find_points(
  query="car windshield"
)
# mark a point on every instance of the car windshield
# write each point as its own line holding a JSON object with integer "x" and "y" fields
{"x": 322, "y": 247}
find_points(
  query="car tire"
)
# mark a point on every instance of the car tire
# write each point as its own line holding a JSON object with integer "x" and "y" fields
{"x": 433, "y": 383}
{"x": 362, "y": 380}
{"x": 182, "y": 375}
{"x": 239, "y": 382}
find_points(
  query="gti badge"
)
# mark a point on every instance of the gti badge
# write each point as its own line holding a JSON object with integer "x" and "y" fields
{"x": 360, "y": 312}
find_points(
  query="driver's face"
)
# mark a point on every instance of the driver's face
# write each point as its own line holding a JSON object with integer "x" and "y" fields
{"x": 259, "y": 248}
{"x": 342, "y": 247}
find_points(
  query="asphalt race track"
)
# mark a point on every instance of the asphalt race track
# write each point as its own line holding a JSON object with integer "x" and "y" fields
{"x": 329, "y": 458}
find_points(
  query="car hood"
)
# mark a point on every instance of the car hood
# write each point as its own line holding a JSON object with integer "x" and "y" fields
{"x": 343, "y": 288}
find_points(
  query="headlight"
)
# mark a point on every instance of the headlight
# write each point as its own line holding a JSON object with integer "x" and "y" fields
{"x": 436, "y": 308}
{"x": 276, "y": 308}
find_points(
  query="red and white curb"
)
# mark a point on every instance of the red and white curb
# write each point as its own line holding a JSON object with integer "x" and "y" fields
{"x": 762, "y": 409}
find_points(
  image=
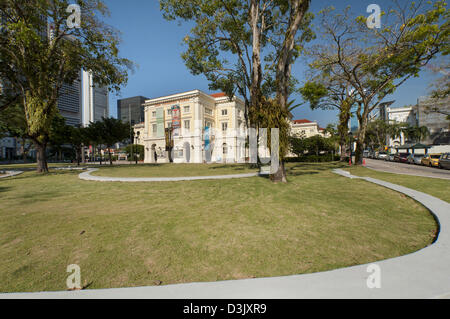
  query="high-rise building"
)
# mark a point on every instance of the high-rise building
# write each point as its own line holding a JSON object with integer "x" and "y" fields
{"x": 95, "y": 104}
{"x": 70, "y": 103}
{"x": 83, "y": 102}
{"x": 131, "y": 110}
{"x": 433, "y": 113}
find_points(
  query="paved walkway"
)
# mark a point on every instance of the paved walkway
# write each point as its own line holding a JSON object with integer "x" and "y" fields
{"x": 88, "y": 177}
{"x": 424, "y": 274}
{"x": 407, "y": 169}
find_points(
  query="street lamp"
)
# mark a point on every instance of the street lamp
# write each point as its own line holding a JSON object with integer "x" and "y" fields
{"x": 137, "y": 139}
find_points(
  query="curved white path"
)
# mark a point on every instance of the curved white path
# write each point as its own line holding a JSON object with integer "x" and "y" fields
{"x": 424, "y": 274}
{"x": 88, "y": 177}
{"x": 11, "y": 174}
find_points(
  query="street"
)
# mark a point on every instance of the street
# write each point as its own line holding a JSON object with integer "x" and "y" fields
{"x": 407, "y": 169}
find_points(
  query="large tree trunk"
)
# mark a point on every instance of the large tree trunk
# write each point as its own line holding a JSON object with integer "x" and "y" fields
{"x": 359, "y": 151}
{"x": 42, "y": 166}
{"x": 284, "y": 68}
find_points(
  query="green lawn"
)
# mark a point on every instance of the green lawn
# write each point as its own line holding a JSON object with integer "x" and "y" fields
{"x": 439, "y": 188}
{"x": 32, "y": 166}
{"x": 135, "y": 234}
{"x": 173, "y": 170}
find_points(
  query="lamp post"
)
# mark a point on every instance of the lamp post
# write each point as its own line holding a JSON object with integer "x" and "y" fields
{"x": 350, "y": 137}
{"x": 137, "y": 139}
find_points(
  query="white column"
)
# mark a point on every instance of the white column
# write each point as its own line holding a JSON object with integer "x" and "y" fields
{"x": 198, "y": 128}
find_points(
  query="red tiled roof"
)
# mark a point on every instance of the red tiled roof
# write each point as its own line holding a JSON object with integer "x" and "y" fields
{"x": 217, "y": 95}
{"x": 304, "y": 121}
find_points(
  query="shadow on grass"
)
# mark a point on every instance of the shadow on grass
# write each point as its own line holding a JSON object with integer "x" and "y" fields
{"x": 4, "y": 189}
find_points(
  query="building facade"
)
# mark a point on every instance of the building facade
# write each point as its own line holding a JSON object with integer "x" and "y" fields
{"x": 433, "y": 114}
{"x": 83, "y": 102}
{"x": 306, "y": 128}
{"x": 407, "y": 115}
{"x": 206, "y": 128}
{"x": 131, "y": 110}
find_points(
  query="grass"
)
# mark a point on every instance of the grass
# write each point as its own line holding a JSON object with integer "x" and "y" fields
{"x": 174, "y": 170}
{"x": 439, "y": 188}
{"x": 124, "y": 235}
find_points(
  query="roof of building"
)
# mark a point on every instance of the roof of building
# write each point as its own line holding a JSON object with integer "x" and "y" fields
{"x": 217, "y": 95}
{"x": 303, "y": 121}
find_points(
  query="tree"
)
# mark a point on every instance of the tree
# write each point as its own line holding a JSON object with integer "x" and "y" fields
{"x": 243, "y": 30}
{"x": 36, "y": 63}
{"x": 325, "y": 91}
{"x": 375, "y": 62}
{"x": 13, "y": 124}
{"x": 59, "y": 135}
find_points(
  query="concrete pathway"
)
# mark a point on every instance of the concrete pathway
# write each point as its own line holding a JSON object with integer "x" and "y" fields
{"x": 424, "y": 274}
{"x": 88, "y": 177}
{"x": 11, "y": 174}
{"x": 407, "y": 169}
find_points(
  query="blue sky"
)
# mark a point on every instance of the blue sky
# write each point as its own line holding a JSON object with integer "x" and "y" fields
{"x": 155, "y": 45}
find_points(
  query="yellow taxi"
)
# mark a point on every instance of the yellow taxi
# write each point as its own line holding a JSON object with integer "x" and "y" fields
{"x": 431, "y": 160}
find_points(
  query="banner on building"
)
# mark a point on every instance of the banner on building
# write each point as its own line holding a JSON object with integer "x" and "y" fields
{"x": 160, "y": 122}
{"x": 176, "y": 120}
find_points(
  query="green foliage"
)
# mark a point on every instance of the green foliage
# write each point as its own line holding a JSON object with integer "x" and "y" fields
{"x": 373, "y": 63}
{"x": 35, "y": 65}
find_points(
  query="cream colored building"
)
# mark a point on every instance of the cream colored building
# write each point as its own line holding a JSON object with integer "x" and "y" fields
{"x": 198, "y": 111}
{"x": 306, "y": 128}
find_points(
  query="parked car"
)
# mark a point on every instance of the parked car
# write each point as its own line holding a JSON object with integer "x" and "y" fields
{"x": 415, "y": 159}
{"x": 444, "y": 161}
{"x": 431, "y": 160}
{"x": 382, "y": 155}
{"x": 401, "y": 157}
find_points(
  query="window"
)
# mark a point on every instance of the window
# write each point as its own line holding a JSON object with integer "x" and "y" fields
{"x": 225, "y": 149}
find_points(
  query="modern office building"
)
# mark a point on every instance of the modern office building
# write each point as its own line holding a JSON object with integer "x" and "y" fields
{"x": 433, "y": 113}
{"x": 83, "y": 102}
{"x": 405, "y": 114}
{"x": 200, "y": 122}
{"x": 95, "y": 101}
{"x": 131, "y": 110}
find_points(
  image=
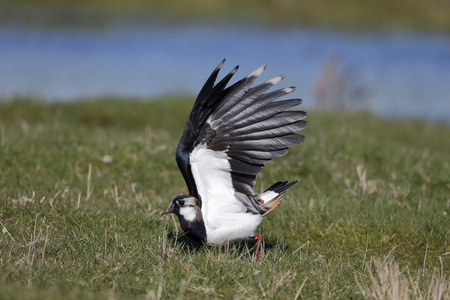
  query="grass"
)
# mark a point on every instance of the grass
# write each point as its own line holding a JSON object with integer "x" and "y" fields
{"x": 348, "y": 14}
{"x": 82, "y": 186}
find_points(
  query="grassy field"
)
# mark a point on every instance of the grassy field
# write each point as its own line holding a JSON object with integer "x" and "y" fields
{"x": 82, "y": 186}
{"x": 348, "y": 14}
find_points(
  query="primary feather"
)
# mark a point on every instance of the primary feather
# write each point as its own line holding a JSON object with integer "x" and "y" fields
{"x": 230, "y": 134}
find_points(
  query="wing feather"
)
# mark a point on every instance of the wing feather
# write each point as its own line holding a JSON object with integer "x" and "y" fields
{"x": 231, "y": 133}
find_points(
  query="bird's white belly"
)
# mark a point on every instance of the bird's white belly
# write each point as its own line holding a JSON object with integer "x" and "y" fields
{"x": 229, "y": 227}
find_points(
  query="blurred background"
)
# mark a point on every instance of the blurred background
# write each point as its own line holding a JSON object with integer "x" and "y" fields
{"x": 390, "y": 57}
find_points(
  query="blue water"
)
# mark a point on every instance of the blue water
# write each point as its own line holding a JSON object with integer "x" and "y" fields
{"x": 394, "y": 74}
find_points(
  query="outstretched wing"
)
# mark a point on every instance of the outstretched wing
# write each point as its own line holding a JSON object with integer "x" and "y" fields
{"x": 231, "y": 133}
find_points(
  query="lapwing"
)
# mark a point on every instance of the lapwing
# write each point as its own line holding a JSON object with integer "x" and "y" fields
{"x": 230, "y": 134}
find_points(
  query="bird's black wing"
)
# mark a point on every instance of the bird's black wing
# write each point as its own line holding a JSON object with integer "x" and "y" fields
{"x": 242, "y": 124}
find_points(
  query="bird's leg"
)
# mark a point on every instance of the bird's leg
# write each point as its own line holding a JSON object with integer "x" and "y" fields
{"x": 258, "y": 239}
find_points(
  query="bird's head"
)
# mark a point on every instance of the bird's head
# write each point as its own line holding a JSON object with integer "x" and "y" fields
{"x": 184, "y": 206}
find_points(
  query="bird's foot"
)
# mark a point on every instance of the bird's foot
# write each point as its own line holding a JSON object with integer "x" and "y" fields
{"x": 258, "y": 239}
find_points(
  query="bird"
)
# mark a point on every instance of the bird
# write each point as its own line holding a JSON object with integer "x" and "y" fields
{"x": 230, "y": 134}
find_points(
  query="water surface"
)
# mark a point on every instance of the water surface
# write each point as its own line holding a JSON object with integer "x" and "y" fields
{"x": 394, "y": 74}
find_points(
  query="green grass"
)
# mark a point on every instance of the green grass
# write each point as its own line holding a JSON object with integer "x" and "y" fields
{"x": 348, "y": 14}
{"x": 373, "y": 198}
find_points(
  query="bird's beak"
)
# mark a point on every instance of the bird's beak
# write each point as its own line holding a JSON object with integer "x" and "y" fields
{"x": 169, "y": 210}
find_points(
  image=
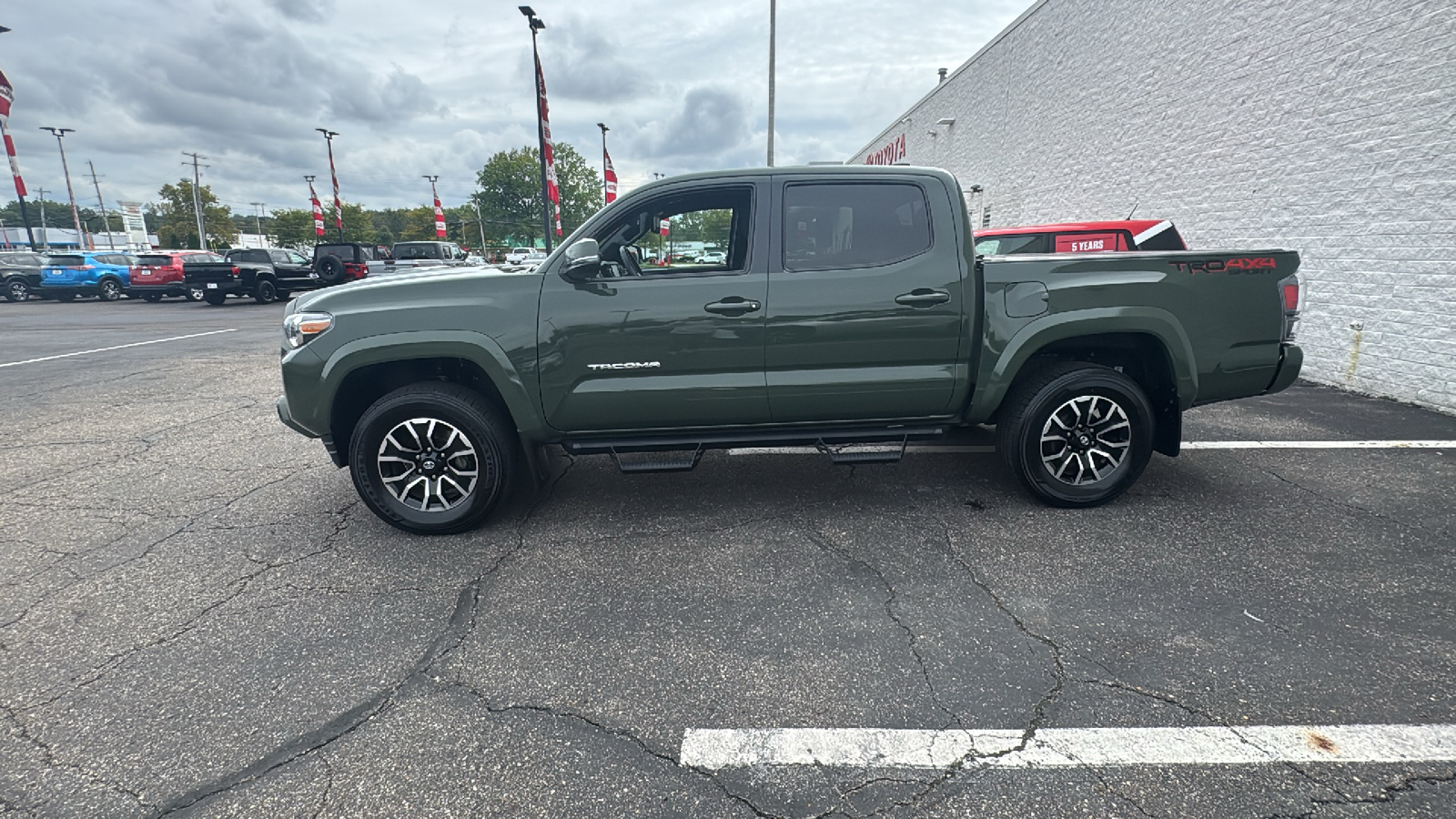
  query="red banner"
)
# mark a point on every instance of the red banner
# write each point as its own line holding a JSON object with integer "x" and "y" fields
{"x": 552, "y": 191}
{"x": 6, "y": 96}
{"x": 609, "y": 175}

===============

Work instructions:
Copy out every line above that contains the string "primary". Letter case counts.

Written reply:
  query="primary feather"
# mark a point on every instance of the primary feather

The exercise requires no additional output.